● Extrait sélectionné
**********

Algérie: Faut-il sacrifier le peuple ou le mouton?

Le chroniqueur Kamel Daoud prend le prétexte de la récente célébration de l'Aïd-el-kébir pour rappeler que l'Algérie demeure un pays où il est plus facile de choisir son mouton que son président.

Le sang a coulé en Algérie. Pas celui des Algériens, mais celui des moutons, grand produit dérivé des monothéismes qui ont remplacé le sacrifice humain par le geste de la substitution d'Abraham.

On s’imagine un peu si le pays avait égorgé 200.000 moutons à la place de 200.000 personnes durant les années 90 quand le FIS (Front islamique du salut) avait cru avoir fait un rêve mystique.

Le mouton étant l’élu qui meurt à la place de l’Algérien comme l’élu vit à la place de l’Algérien d’aujourd’hui. Le geste abrahamique étant justement destiné à atténuer le sang par le symbole et à canaliser la violence de la condition humaine par dérivation sur la condition animale.

Sauf que l’Algérien des années 90, éradicateur ou terroriste islamiste, a fait le contraire d'Abraham: du haut de la montagne des visions, face au choix entre le mouton descendu du ciel et le fils venu du ventre de la terre, il préféra sacrifier la terre et égorger l’homme pour croire plaire à son Dieu. L’histoire étant d’abord un mythe qui essaye de se réactualiser sous forme d’utopie, d’ancêtres, de Jérusalem céleste, de la cité de Dieu ou du Français de souche.

Nostalgiques de Boumédiène et de l'Etat tuteur

Du coup, une parenthèse sur l’un des grands mythes politiques algériens: le boumediénisme (Houari Boumédiène, deuxième président de la République algérienne). Il est ambiant, sous le mot, derrière la nostalgie ou la promesse.

Les Algériens, même ceux nés après Chadli (président de la République 1979-1992), ont cette nostalgie de l’ordre, de l’Etat tuteur et propriétaire, de l’homme sévère, dur, juste et autoritaire. Le pays slalome d’ailleurs entre deux grands pôles: le chaos alias le désordre, et le boumediénisme, alias le régime.

Le régime a d’ailleurs bien joué sur ces idées pour faire passer la démocratie pour un appel au chaos. Mais le boumédiénisme n’est pas seulement une manipulation des esprits et de l’électorat rural. Même les hommes du régime en rêvent. Les uns voulant incarner son pouvoir militaire dans la clandestinité des «Services», les autres, dans son charisme diplomatique.

**********

● Tâche donnée 1
Dans l'extrait sur l'Algérie, entre quels deux grands pôles le pays slalome-t-il ?
● Tâche donnée 2
Reproduisez le passage de l'extrait sur l'Algérie en partant des mots « Le sang a coulé » et en vous arrêtant après « la substitution d'Abraham. ».
Les entrées qui suivent proviennent d'une autre source.

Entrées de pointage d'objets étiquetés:
**********

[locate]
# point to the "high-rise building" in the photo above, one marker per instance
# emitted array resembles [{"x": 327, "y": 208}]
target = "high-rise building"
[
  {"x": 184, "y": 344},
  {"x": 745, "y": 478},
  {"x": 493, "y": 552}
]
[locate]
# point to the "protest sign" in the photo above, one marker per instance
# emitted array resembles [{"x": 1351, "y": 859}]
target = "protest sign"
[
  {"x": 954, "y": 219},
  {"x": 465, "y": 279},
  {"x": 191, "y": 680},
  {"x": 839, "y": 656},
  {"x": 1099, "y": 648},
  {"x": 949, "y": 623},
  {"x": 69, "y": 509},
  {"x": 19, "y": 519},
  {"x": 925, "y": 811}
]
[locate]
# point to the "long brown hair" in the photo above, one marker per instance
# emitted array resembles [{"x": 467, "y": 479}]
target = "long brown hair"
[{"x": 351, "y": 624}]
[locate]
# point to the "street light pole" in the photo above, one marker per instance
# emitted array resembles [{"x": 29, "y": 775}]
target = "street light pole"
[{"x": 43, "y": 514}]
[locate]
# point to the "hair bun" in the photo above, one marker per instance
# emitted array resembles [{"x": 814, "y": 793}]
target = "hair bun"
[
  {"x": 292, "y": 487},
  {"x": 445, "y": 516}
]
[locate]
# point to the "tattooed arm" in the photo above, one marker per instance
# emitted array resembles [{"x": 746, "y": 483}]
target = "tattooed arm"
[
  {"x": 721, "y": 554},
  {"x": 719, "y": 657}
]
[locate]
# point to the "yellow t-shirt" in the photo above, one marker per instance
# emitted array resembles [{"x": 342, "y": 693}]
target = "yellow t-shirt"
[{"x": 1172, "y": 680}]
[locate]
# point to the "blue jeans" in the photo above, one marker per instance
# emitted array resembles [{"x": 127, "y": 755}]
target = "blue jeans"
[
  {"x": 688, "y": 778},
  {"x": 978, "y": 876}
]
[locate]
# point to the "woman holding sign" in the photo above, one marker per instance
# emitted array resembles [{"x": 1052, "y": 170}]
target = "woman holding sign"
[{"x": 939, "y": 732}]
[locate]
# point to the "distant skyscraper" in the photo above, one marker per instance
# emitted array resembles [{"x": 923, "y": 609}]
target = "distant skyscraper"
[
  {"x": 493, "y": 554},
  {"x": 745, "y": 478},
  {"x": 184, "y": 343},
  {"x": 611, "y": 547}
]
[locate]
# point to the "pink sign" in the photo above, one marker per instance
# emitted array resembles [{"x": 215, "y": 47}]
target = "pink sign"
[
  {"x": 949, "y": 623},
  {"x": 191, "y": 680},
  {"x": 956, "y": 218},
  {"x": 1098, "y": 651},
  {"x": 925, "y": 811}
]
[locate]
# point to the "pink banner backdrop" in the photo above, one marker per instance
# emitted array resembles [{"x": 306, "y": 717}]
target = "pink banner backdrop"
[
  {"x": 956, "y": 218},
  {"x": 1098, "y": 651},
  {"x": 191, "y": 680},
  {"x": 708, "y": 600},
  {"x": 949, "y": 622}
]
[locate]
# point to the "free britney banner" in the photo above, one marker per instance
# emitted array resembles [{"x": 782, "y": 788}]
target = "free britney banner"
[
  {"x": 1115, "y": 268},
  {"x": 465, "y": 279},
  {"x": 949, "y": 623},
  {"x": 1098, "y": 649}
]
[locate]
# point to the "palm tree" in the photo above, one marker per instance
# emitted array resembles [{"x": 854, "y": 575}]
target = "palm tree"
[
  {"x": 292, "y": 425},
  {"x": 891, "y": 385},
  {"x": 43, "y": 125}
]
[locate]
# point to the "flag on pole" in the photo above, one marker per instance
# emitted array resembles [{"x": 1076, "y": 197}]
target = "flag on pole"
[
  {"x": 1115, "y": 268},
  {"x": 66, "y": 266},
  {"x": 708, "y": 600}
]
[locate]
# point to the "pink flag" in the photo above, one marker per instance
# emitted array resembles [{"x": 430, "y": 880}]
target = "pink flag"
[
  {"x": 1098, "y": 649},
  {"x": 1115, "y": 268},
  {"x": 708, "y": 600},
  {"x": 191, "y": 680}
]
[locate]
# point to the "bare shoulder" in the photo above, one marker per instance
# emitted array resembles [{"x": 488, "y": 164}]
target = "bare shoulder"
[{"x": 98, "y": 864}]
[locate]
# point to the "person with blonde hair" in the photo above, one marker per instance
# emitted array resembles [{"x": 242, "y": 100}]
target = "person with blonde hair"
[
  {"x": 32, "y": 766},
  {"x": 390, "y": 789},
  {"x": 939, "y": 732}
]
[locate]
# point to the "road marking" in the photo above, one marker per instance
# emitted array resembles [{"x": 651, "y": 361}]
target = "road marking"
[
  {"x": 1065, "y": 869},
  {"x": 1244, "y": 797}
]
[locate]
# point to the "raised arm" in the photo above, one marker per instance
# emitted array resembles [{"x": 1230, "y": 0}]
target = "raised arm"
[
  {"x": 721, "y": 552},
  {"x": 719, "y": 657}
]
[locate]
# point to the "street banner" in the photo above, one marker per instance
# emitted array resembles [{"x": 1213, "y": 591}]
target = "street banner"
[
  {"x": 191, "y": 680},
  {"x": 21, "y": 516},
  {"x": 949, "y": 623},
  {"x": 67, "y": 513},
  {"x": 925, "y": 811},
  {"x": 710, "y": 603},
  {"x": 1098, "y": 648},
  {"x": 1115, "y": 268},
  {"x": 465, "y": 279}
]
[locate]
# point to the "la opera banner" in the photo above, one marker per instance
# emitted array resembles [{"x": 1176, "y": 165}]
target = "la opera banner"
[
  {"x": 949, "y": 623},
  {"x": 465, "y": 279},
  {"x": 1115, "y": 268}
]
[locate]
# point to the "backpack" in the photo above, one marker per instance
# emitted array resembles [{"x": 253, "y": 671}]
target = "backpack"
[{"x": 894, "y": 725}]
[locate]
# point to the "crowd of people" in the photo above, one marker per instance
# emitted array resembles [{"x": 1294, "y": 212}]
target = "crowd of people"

**********

● Réponse détaillée 1
Entre le chaos, alias le désordre, et le boumediénisme, alias le régime.

● Réponse détaillée 2
Le sang a coulé en Algérie. Pas celui des Algériens, mais celui des moutons, grand produit dérivé des monothéismes qui ont remplacé le sacrifice humain par le geste de la substitution d'Abraham.